(WHAT YOU SHOULD DO)
Copy the lines from the start up to and including the line with "(0, 335), (896, 1344)", substituting "marble" for "wooden" and keeping everything else the same.

(RECORD EXCERPTS)
━━━
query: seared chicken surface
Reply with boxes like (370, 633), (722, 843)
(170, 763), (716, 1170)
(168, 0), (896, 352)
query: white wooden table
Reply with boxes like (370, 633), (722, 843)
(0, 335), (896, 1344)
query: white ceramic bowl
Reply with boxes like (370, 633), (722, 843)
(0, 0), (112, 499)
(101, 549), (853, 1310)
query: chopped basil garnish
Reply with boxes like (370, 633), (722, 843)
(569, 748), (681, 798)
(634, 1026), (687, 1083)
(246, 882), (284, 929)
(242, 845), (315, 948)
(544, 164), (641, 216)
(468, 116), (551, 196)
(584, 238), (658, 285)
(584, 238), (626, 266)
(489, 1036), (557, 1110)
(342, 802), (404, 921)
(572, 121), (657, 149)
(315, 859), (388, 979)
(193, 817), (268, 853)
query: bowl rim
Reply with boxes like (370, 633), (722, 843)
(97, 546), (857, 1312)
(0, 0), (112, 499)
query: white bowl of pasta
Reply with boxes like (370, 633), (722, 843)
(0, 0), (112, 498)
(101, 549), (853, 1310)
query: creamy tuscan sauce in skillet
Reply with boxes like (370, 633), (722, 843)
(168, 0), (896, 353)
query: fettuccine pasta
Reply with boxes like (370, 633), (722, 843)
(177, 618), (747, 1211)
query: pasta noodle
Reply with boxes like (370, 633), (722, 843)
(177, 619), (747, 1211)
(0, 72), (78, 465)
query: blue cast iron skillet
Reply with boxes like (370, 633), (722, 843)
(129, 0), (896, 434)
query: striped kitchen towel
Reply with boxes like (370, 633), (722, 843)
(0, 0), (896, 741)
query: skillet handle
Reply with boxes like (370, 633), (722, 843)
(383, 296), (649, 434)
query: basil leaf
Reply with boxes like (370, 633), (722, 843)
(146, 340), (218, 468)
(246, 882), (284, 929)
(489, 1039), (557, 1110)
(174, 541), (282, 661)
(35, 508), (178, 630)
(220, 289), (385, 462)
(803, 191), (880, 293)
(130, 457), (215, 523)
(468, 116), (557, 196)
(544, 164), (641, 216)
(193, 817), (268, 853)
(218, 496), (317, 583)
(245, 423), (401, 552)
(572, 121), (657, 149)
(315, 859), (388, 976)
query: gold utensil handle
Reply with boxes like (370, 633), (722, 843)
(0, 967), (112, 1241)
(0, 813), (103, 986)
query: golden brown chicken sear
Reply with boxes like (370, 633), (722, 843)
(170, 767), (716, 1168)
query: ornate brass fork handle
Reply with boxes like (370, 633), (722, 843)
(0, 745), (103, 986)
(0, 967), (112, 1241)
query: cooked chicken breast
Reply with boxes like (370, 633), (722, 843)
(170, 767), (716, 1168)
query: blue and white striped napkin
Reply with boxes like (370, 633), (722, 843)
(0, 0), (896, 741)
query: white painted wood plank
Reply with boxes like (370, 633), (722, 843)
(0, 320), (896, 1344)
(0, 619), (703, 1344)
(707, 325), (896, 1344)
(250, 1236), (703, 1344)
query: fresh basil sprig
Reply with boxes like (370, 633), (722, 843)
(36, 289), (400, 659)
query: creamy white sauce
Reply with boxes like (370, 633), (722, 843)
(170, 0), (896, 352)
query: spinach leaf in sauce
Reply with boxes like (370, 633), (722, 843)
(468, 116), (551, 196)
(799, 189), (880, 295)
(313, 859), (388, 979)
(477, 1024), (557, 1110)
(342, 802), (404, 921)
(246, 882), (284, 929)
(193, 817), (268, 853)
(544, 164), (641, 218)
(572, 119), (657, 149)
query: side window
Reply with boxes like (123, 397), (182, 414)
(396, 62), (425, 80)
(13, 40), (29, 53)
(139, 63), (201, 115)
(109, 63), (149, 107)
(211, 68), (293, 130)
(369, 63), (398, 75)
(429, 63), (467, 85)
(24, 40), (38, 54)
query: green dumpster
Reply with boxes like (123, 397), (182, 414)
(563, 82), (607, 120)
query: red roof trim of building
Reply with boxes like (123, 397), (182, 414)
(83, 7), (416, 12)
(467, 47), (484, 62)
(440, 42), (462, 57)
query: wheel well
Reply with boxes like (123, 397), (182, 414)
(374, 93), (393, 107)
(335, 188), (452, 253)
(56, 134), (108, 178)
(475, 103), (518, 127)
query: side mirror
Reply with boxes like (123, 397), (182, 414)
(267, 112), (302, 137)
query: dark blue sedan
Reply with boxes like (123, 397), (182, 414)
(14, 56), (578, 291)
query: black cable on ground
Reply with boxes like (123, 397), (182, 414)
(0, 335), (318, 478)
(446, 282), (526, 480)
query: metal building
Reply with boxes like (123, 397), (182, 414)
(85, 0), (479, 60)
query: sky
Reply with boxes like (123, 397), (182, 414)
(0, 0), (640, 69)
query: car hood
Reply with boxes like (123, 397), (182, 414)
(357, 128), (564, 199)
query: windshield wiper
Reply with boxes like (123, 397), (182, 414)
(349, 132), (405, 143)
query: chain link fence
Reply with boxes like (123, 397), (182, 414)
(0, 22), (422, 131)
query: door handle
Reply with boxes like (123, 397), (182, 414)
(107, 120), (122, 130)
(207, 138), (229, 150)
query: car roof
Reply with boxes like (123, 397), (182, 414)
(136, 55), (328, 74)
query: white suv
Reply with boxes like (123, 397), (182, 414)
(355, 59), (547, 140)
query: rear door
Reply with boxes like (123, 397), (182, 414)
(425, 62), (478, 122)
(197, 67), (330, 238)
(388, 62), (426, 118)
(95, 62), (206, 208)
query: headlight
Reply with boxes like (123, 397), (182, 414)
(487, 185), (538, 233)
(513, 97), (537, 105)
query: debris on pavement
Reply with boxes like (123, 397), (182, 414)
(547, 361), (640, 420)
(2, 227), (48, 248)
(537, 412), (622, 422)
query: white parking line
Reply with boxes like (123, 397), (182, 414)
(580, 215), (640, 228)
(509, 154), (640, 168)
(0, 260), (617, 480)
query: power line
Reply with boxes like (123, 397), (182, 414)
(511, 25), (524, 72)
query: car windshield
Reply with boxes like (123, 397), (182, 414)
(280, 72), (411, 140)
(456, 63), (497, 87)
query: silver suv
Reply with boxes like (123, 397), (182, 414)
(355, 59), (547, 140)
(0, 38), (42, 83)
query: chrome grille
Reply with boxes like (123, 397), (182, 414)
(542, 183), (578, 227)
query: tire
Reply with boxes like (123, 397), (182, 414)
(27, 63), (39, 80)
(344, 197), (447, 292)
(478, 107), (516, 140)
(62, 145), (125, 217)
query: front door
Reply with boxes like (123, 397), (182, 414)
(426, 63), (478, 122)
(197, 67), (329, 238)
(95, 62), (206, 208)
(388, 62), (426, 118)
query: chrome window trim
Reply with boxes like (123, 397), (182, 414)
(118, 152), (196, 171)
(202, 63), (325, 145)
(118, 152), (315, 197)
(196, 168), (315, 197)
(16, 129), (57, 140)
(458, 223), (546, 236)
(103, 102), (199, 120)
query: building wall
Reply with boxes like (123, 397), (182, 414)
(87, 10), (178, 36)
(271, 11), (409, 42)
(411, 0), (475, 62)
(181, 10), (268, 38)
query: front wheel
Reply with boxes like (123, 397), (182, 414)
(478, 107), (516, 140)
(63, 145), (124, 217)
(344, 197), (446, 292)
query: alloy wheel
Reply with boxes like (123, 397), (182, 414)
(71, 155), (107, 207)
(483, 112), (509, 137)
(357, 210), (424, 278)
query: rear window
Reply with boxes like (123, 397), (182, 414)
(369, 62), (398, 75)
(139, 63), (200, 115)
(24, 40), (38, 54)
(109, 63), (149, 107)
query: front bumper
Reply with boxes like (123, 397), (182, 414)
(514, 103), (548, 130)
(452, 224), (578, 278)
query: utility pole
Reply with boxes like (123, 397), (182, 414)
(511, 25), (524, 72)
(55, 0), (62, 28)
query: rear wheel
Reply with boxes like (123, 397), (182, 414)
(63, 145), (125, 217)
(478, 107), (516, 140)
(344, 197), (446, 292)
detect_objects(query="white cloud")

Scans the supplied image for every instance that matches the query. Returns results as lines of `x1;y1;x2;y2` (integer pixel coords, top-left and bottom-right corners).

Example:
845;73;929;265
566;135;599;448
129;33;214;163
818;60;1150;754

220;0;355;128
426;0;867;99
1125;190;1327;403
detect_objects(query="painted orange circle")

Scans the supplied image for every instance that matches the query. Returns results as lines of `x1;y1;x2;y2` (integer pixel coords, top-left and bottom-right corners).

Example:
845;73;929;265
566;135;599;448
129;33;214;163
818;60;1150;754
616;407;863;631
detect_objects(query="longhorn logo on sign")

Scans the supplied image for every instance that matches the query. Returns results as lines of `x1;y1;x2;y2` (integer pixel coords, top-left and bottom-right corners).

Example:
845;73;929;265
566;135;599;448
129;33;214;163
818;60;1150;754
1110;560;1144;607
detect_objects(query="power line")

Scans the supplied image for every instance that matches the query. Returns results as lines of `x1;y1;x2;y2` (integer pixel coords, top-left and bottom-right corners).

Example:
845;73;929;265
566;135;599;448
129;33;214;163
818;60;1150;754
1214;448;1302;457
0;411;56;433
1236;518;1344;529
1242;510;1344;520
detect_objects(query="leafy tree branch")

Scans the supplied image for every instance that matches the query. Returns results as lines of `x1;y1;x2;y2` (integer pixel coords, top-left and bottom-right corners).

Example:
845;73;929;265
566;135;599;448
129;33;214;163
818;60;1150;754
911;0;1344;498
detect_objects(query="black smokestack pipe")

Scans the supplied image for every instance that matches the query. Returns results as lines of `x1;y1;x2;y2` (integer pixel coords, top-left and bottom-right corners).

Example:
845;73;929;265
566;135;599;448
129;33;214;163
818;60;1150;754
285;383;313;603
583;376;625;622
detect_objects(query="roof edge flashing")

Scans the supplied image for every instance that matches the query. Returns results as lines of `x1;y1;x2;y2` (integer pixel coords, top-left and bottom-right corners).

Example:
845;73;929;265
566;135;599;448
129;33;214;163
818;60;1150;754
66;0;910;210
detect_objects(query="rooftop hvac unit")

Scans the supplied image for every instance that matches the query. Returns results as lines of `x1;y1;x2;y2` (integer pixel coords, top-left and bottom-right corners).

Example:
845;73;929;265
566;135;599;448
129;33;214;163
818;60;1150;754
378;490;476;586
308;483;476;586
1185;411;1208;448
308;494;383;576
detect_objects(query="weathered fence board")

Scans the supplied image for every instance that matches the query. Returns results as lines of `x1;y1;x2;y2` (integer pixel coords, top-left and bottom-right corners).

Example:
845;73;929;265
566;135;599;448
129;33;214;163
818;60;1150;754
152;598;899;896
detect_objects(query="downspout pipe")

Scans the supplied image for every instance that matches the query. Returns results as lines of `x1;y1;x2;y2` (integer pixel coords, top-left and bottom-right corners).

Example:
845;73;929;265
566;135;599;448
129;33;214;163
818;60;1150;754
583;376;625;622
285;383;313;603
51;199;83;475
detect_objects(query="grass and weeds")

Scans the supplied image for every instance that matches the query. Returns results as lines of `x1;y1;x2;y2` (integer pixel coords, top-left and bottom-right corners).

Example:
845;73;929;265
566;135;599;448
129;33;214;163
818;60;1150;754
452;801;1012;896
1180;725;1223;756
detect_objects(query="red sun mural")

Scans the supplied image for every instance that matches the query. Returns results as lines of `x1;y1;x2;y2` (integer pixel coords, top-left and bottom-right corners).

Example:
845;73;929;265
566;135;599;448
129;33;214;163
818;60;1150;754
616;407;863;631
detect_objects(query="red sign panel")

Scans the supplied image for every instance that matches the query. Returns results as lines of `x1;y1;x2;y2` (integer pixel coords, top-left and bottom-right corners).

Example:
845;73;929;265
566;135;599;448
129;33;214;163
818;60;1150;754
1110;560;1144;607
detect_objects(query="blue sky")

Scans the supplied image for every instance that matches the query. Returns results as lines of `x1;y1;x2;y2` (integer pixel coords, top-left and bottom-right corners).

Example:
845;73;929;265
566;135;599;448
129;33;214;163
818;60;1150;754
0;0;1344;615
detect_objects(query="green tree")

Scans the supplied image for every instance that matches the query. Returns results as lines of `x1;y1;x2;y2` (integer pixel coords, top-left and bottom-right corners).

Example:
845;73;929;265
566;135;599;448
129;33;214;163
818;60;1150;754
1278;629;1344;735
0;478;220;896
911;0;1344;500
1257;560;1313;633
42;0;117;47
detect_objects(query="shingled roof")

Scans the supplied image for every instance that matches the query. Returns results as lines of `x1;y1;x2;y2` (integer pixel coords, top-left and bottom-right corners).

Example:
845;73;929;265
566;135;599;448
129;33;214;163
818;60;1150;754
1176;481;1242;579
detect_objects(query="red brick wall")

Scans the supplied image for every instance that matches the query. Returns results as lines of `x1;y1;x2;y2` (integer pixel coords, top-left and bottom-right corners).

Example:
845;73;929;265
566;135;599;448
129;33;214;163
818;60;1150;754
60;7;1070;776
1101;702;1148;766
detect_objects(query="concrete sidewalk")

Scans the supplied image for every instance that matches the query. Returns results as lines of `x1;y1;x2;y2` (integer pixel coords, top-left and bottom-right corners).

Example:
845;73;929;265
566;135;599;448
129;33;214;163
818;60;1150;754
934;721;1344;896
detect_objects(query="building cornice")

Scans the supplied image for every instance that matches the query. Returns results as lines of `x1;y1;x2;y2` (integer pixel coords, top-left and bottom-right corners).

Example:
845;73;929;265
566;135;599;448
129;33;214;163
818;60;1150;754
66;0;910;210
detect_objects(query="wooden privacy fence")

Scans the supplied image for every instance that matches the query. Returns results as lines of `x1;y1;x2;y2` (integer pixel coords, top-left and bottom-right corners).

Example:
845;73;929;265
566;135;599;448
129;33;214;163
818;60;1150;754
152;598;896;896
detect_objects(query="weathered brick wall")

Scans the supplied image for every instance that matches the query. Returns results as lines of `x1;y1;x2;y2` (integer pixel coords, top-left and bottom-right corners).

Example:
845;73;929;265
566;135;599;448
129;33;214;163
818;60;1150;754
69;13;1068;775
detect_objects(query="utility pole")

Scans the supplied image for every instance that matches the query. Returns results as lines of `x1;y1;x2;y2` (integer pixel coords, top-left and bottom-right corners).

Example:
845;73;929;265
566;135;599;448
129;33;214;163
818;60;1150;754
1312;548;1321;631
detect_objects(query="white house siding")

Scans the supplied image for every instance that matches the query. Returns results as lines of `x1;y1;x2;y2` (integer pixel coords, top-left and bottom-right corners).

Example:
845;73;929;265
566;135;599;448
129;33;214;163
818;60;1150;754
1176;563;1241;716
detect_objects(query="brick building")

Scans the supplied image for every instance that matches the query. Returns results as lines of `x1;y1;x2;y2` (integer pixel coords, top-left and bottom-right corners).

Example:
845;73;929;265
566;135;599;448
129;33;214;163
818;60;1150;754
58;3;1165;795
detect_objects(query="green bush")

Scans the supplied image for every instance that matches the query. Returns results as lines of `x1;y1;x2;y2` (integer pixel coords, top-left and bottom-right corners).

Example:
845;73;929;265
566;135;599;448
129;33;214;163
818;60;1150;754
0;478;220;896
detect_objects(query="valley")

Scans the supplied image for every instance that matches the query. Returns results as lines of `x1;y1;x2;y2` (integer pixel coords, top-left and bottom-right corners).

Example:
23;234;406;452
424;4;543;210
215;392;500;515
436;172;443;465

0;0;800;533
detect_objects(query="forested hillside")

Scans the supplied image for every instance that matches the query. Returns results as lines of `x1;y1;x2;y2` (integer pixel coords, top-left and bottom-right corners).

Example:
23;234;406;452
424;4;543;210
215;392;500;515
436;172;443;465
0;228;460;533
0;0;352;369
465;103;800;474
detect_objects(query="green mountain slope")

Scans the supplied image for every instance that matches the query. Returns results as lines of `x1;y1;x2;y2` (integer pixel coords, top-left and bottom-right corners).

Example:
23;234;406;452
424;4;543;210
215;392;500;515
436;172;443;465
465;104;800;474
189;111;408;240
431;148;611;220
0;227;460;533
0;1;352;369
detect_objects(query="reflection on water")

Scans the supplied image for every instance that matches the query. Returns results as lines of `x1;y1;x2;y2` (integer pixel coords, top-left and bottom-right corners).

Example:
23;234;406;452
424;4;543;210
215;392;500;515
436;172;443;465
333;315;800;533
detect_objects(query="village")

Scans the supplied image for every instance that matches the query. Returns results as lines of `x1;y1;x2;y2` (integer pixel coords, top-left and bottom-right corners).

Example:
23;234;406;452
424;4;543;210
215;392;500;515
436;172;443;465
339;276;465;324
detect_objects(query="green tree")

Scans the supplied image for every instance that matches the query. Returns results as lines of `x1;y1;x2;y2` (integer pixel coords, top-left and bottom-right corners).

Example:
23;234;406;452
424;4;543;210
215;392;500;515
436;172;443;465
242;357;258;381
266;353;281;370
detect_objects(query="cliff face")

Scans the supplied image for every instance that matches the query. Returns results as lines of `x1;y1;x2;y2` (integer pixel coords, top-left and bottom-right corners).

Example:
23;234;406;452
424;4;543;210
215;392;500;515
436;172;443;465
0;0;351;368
━━━
(REPLY TO THE TASK)
query: seared chicken surface
Reply with boxes like (370, 633), (722, 843)
(170, 763), (716, 1170)
(168, 0), (896, 352)
query: white marble table
Reply with boxes like (370, 633), (722, 843)
(0, 335), (896, 1344)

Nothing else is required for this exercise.